* Study questions
1 - In the criminal appeal excerpt, who appeared for the Crown, respondent?
2 - Using the criminal appeal excerpt, explain why the proviso was not applied.
3 - Extend the criminal appeal excerpt from the point where it stops.

::: Extract to read :::

This was not an appropriate case for the application of the proviso. It could not be said that the verdict would necessarily have been the same despite the legal errors and inappropriate conduct of Crown counsel.

 

Cases referred to

Browne v. Dunn (1893), 6 R. 67 (H.L.); R. v. Coutts (1998), 40 O.R. (3d) 198, 126 C.C.C. (3d) 545, 16 C.R. (5th) 240 (C.A.) [leave to appeal to S.C.C. refused (1999), 239 N.R. 193n, 131 C.C.C. (3d) vi]; R. v. Henderson (1999), 44 O.R. (3d) 628, 134 C.C.C. (3d) 131 (C.A.); R. v. P. (G.) (1996), 112 C.C.C. (3d) 263, 4 C.R. (5th) 36 (Ont. C.A.); R. v. Verney (1993), 87 C.C.C. (3d) 363 (Ont. C.A.); R. v. W. (D.), [1991] 1 S.C.R. 742, 46 O.A.C. 352, 122 N.R. 277, 63 C.C.C. (3d) 397, 3 C.R. (4th) 302

Statutes referred to

Canada Evidence Act, R.S.C. 1985, c. C-5, s. 11

 

APPEAL by the accused from a conviction for assault with a weapon, kidnapping, unlawful confinement, aggravated assault, extortion, using a firearm in the commission of an indictable offence and pointing a firearm.

 

James Lockyer and P. Andras Schreck, for appellant. Michal Fairburn, for the Crown, respondent.

::: Data listing :::

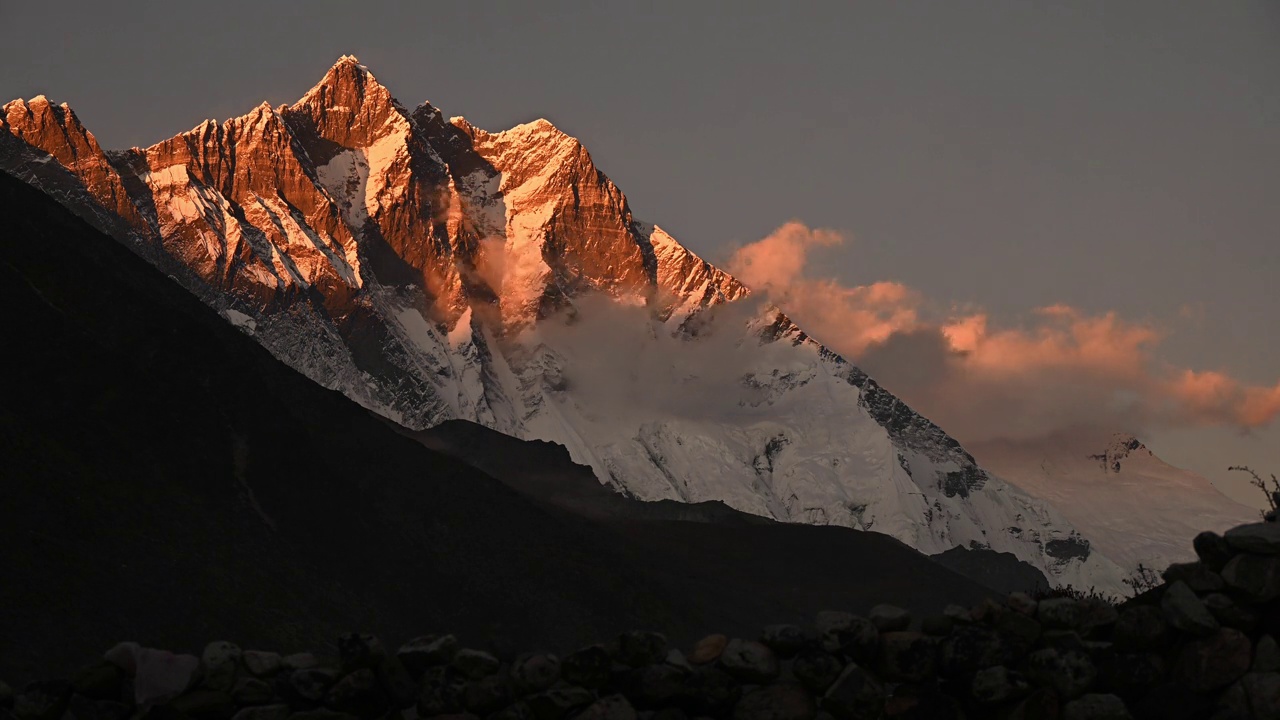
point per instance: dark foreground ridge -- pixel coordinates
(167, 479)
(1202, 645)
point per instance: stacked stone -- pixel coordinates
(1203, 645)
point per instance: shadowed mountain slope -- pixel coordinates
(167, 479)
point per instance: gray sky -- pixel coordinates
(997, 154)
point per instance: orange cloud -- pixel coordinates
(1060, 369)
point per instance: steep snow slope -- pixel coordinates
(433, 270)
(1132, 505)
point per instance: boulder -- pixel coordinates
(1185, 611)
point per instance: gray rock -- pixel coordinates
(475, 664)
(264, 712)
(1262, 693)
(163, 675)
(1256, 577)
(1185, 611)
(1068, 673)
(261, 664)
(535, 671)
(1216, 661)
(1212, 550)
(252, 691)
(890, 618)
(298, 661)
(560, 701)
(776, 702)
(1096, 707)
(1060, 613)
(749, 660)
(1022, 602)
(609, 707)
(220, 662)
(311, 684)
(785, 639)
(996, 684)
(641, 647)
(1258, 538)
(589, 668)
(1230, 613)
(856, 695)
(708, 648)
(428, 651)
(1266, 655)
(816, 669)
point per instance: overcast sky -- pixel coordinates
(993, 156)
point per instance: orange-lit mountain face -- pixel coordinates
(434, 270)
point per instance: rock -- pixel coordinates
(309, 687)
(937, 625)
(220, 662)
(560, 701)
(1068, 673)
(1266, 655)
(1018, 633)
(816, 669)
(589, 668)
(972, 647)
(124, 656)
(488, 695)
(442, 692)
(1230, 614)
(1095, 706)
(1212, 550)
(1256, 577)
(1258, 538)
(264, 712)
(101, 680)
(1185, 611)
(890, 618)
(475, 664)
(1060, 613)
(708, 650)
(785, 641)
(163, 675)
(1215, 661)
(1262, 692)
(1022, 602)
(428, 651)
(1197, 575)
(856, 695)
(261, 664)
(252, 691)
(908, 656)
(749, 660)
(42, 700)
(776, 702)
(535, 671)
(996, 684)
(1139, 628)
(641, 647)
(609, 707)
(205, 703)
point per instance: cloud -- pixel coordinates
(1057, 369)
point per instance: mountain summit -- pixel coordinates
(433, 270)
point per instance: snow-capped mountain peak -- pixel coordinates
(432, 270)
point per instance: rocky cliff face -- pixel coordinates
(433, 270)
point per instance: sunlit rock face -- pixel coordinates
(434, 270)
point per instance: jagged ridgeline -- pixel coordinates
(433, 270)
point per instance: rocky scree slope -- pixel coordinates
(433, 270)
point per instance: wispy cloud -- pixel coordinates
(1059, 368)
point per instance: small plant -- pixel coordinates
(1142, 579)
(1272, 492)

:::

* Answers to this exercise
1 - Michal Fairburn.

2 - The proviso was not appropriate in this case. It could not be said that the verdict would necessarily have been the same despite the legal errors and the inappropriate conduct of Crown counsel.

3 -
 

The judgment of the court was delivered by

 

[1]  MOLDAVER J.A.:– The appellant was tried by the Honourable Mr. Justice Browne and a jury on a multi-count

indictment consisting of the following offences: assault with a weapon, kidnapping, unlawful confinement, aggravated assault, extortion, using a firearm in the commission of an indictable offence and pointing a firearm. All of the offences arose out of a single incident involving the complainant, Robert Cudney, a drug dealer and addict who owed money to the appellant and others.

 

[2]  The appellant was found guilty on all counts and sentenced to a term of imprisonment totalling nine years. He appeals from conviction and seeks a new trial.

 

[3]  In broad terms, the appellant submits that the trial judge committed several errors in his charge to the jury and that Crown counsel (not Ms. Fairburn) engaged in improper conduct that rendered the trial unfair and resulted in a miscarriage of justice. For reasons which follow, I am of the view that the charge contains two errors of significance. I am also satisfied that on two occasions, once during cross- examination of the appellant and once in her closing address, Crown counsel engaged in improper conduct that was prejudicial to the appellant and compromised his right to a fair trial. It follows, in my view, that the convictions cannot stand and a new trial must be ordered. Accordingly, I do not propose to review the evidence in detail except where necessary to flesh out a particular issue.

 

Overview

 

[4]  On June 17, 1995, Robert Cudney was sleeping in a motel room with his wife Dorothy and a friend Kate Cajander. Two men entered the room during the night. They assaulted Cudney and kidnapped him.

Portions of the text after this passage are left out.